→ Exercise instructions
Identify the line in which "Return each detection" appears, then reproduce that line and all remaining lines of the records word for word.

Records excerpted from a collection

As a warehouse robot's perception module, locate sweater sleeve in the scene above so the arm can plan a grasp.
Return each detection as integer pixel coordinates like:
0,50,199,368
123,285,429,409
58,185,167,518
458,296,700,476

→ Answer
Return each detection as integer pixel coordinates like:
0,50,199,368
123,285,429,409
58,185,167,518
458,296,700,476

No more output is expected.